══ Data supplied

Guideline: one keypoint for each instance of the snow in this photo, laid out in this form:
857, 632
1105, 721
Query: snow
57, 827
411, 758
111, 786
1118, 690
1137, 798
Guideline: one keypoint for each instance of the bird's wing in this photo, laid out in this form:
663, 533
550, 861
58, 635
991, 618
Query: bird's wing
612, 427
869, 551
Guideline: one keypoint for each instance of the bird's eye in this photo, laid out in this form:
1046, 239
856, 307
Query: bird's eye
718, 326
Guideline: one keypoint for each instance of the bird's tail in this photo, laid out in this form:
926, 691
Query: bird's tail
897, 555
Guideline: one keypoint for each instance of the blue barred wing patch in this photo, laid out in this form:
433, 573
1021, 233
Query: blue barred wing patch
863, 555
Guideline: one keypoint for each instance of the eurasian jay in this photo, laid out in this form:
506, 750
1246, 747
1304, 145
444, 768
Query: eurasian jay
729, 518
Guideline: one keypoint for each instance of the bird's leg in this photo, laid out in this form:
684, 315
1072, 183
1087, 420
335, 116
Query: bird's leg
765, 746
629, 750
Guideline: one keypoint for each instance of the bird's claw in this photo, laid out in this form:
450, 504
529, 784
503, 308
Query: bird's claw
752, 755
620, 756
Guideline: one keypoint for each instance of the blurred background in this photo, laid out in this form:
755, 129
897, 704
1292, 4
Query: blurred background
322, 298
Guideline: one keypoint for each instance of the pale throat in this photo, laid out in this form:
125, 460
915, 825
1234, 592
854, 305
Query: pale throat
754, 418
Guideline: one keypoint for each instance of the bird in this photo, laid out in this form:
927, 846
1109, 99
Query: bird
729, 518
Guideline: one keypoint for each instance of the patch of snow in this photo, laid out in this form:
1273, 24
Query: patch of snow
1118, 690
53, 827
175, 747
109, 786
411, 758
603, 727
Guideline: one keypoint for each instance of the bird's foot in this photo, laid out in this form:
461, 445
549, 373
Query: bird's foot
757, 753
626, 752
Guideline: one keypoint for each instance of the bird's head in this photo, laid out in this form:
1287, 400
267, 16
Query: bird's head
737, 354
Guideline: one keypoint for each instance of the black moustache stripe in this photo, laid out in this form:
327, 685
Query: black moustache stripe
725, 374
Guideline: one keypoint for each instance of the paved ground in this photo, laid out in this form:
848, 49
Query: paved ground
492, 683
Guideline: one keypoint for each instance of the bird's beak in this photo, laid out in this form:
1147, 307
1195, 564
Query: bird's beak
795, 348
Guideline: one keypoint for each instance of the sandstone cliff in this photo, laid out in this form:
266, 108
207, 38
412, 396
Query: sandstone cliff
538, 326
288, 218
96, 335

════

→ **Description of the task**
Extract every line of the records and reproduce each one verbatim, without any change.

→ **Expected answer**
Guideline: one keypoint for each instance of the snow in this photo, laid out in this form:
857, 632
1105, 721
Query: snow
57, 827
411, 758
111, 786
1118, 690
1137, 798
Guideline: one keypoint for each instance of the bird's wing in this photo, laid out in this form:
663, 533
550, 861
58, 635
991, 618
Query: bird's wing
612, 427
869, 551
Guideline: one keypoint for each instance of the bird's eye in this photo, laid out in this form:
1046, 239
856, 307
Query: bird's eye
718, 326
Guideline: one keypoint for each instance of the bird's tail in this photo, laid out in this form:
926, 691
Query: bird's tail
897, 555
Guideline: one keypoint for each instance of the blue barred wing patch in this photo, laid out in this form:
433, 573
1021, 233
Query: blue barred wing patch
863, 555
Guideline: one keypoint for each instance of the eurasian jay in this photo, laid out in this form:
506, 750
1246, 747
1304, 145
444, 768
Query: eurasian jay
729, 518
Guideline: one keypoint for each instance of the bird's leg in this photo, laid out in this form:
684, 315
1072, 183
1087, 420
335, 116
Query: bird's leg
765, 746
629, 750
Guideline: one keypoint for each instance of the bird's claw in this photo, laid out in this form:
450, 504
529, 784
503, 308
Query: bird's claw
752, 755
620, 756
Guideline: one keypoint for each instance of the blurred background in this photo, laid out in this form:
755, 129
897, 704
1292, 4
Query: blurred background
322, 298
Guideline: one keypoint for each instance of the pale throat in this photo, laid out in this form:
125, 460
915, 825
1234, 592
854, 305
Query: pale throat
754, 418
Guideline: one keypoint for each instance of the bird in this photo, laid out in this form:
927, 846
1109, 99
Query: bird
729, 518
Guideline: one keypoint for each instance of the patch of snow in this photo, laid out in this form:
1273, 24
Query: patch of snow
1118, 690
53, 827
175, 747
109, 786
411, 758
603, 727
Guideline: one keypoint for each instance of the bird's foot in this photo, laid out in this form:
461, 445
549, 373
Query: bird's foot
757, 753
626, 752
Guideline: one keypoint for each instance of the bird's head in this photo, laid out in this form:
1287, 400
267, 16
Query: bird's head
737, 354
Guideline: one keypoint for each instance of the black moustache stripe in this photo, laid out in this form:
327, 685
Query: black moustache stripe
725, 374
Guideline: one keypoint for each instance of the paved ground in this photo, laid out in this form:
848, 49
Query: paved ground
492, 683
Guideline: one keypoint for each instance of the bird's beak in this photo, laid out in this form:
1147, 307
1195, 564
Query: bird's beak
795, 348
Guideline: one keypoint for each instance of the sandstone cliff in this photo, laid out in this form:
266, 108
207, 38
412, 396
Query: sandstone cliff
538, 326
288, 218
96, 335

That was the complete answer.